§ **Record extracts**
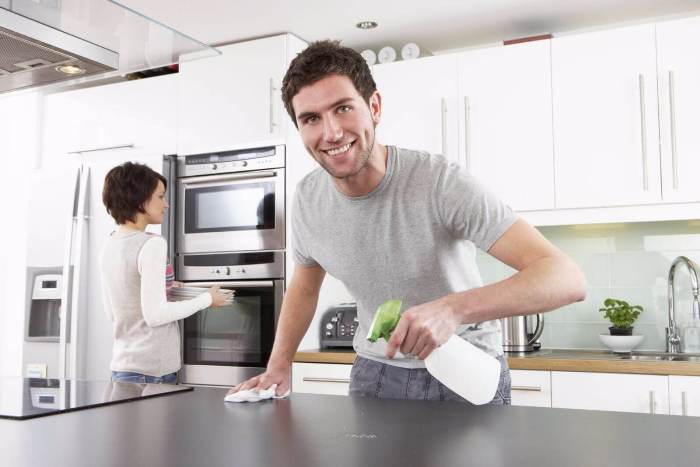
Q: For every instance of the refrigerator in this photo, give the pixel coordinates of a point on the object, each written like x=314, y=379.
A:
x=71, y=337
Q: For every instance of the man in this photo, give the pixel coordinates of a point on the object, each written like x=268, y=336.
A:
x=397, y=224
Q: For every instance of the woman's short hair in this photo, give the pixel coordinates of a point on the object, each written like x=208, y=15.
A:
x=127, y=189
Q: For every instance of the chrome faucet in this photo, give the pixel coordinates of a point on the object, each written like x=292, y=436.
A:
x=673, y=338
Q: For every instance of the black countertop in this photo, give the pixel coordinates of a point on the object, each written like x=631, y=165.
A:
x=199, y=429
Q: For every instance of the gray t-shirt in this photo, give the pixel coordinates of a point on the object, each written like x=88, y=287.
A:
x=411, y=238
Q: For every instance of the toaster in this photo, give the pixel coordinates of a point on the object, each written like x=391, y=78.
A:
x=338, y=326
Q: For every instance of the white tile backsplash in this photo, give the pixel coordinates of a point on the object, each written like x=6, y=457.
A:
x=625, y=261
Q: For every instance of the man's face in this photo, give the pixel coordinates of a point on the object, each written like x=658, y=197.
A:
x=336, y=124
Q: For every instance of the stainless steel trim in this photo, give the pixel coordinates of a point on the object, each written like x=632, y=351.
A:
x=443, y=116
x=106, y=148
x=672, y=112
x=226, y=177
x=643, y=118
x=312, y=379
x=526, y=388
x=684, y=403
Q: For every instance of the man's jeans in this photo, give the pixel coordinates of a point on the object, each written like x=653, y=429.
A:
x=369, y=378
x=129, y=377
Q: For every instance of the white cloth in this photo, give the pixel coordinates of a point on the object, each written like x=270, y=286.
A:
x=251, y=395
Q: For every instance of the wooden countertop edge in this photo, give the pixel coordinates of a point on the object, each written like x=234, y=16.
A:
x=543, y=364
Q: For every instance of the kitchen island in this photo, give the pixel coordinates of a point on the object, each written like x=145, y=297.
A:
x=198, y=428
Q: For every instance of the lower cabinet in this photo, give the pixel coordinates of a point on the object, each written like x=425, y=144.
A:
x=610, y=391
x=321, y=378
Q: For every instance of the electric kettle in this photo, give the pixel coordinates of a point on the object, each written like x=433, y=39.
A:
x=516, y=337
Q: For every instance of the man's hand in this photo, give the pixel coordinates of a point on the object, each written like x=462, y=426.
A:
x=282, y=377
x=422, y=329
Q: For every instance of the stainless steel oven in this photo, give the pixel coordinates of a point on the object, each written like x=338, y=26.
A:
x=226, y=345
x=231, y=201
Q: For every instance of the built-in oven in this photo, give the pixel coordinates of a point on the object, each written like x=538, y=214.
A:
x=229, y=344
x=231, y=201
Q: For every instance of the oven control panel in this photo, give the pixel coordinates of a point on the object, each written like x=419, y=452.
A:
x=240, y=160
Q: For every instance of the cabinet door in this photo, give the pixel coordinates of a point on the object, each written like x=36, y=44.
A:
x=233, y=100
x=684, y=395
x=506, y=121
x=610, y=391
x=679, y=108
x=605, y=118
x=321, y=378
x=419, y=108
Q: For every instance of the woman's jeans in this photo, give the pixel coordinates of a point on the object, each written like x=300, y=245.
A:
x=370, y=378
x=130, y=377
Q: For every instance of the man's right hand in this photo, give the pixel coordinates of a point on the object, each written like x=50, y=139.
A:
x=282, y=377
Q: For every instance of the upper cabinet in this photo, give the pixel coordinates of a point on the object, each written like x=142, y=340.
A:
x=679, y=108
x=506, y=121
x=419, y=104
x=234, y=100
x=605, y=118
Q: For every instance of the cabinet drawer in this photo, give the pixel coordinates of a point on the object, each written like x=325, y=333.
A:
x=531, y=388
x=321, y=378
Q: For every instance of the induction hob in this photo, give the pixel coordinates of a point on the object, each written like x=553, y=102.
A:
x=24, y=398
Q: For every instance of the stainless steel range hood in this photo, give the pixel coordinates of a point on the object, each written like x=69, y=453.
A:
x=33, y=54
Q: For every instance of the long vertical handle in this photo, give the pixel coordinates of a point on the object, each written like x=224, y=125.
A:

§ **Given request**
Rewrite all the rows above with every occurrence of "in this photo" changed to "in the picture" and nothing else altered. Leave out the pictures.

§ **Exercise response**
Q: For every instance of the refrigerator in the picture, give the pixel coordinates of a point on the object, each written like x=314, y=379.
A:
x=71, y=337
Q: For every instance of the man in the picture, give the pixel coordinates of a point on the object, each written like x=268, y=336.
A:
x=397, y=224
Q: For every instance of the woman's short hair in the picture, give the pixel coordinates of a point on the object, each written like x=208, y=15.
A:
x=127, y=189
Q: For every instance of the chrome faucet in the picture, give the pixel coordinates of a point on the object, each written like x=292, y=436.
A:
x=673, y=338
Q: For every instance of the black countertop in the picture, give the pixel coordinates of a point on the object, each written like x=631, y=165.
A:
x=199, y=429
Q: For every instance of the gray t-shirt in the picture, give the pixel coordinates of a point on the object, each written like x=88, y=287.
A:
x=411, y=238
Q: For every instance of the toaster in the picture, give the pixel coordinates of a point on the object, each written like x=391, y=78.
A:
x=338, y=326
Q: For every instance of the white tile backsplash in the picture, give the pixel coordinates of a point on the object, each written like x=6, y=457.
A:
x=625, y=261
Q: For every instance of the man's face in the picture, give the pixel coordinates of a point on the object, each written like x=658, y=197.
A:
x=336, y=124
Q: For every instance of the stainless steel trim in the picture, give the pixel coordinates of a point on the object, each written like x=632, y=351.
A:
x=443, y=116
x=106, y=148
x=672, y=112
x=226, y=177
x=643, y=118
x=312, y=379
x=526, y=388
x=684, y=403
Q: For every instance of the man's jeans in the picture, give the pixel coordinates of a point on the object, each written like x=653, y=429.
A:
x=369, y=378
x=129, y=377
Q: For every instance of the white cloth in the picture, give the pixel coordinates of a point on the object, each written like x=270, y=286.
A:
x=251, y=395
Q: For every instance of the wooden countertop edge in the picture, give the pixel coordinates of a point on the object, each written like x=234, y=16.
A:
x=543, y=364
Q: For every instance of the kitchen island in the picture, give the pixel coordinates of a point on the object, each written like x=145, y=297.
A:
x=198, y=428
Q: For every instance of the lower cabinet in the picture, give the pixel coordinates of a point on the object, each written like x=425, y=144.
A:
x=610, y=391
x=321, y=378
Q: For every instance of the electric kettle in the picture, give the pixel coordinates of a point on the object, each written like x=433, y=39.
A:
x=516, y=337
Q: For every instance of the man's hand in the picture, give the pixel coordinates of a point on the object, each written like x=462, y=426.
A:
x=282, y=377
x=422, y=329
Q: For every instance of the stainless steel oven in the picture, give the pixel coordinates of a point on the object, each written like x=338, y=26.
A:
x=226, y=345
x=231, y=201
Q: For every instance of the built-in oven in the picture, give the pixel coordinates of a point on the object, each written like x=538, y=214.
A:
x=229, y=344
x=231, y=201
Q: For every instance of the oven control panel in the picture, give the pixel coordinates of a point on the object, each written like x=419, y=452.
A:
x=240, y=160
Q: For every instance of the cabinet door in the picture, give the pixel coordinates of a point on the object, each written like x=36, y=44.
A:
x=233, y=100
x=684, y=395
x=506, y=121
x=610, y=391
x=679, y=108
x=605, y=118
x=321, y=378
x=419, y=108
Q: For every instance of the woman's jeans in the picture, give the pixel coordinates of a point on the object, each written like x=300, y=245.
A:
x=370, y=378
x=130, y=377
Q: For every instance of the man's right hand in the picture, give the pixel coordinates of a point on the object, each written like x=50, y=139.
A:
x=282, y=377
Q: For every instance of the upper cabinet in the picture, give the pixel coordinates of a point on the object, each written like x=142, y=340.
A:
x=679, y=108
x=506, y=121
x=419, y=104
x=234, y=100
x=605, y=118
Q: For every instance of the cabinet drawer in the picture, give the pixel coordinates of a point on the object, each written like x=325, y=333.
A:
x=531, y=388
x=321, y=378
Q: For every instance of the induction hob in the picture, give the pixel coordinates of a point on the object, each written like x=553, y=102.
A:
x=24, y=398
Q: For every instance of the stainless steel range hood in the picture, give the pixel coordinates of a point on the object, each written like x=69, y=453.
A:
x=33, y=54
Q: For every instance of the long vertical handle in the picture, give the pixel coordinates of a point on the object, each written like x=224, y=125.
A:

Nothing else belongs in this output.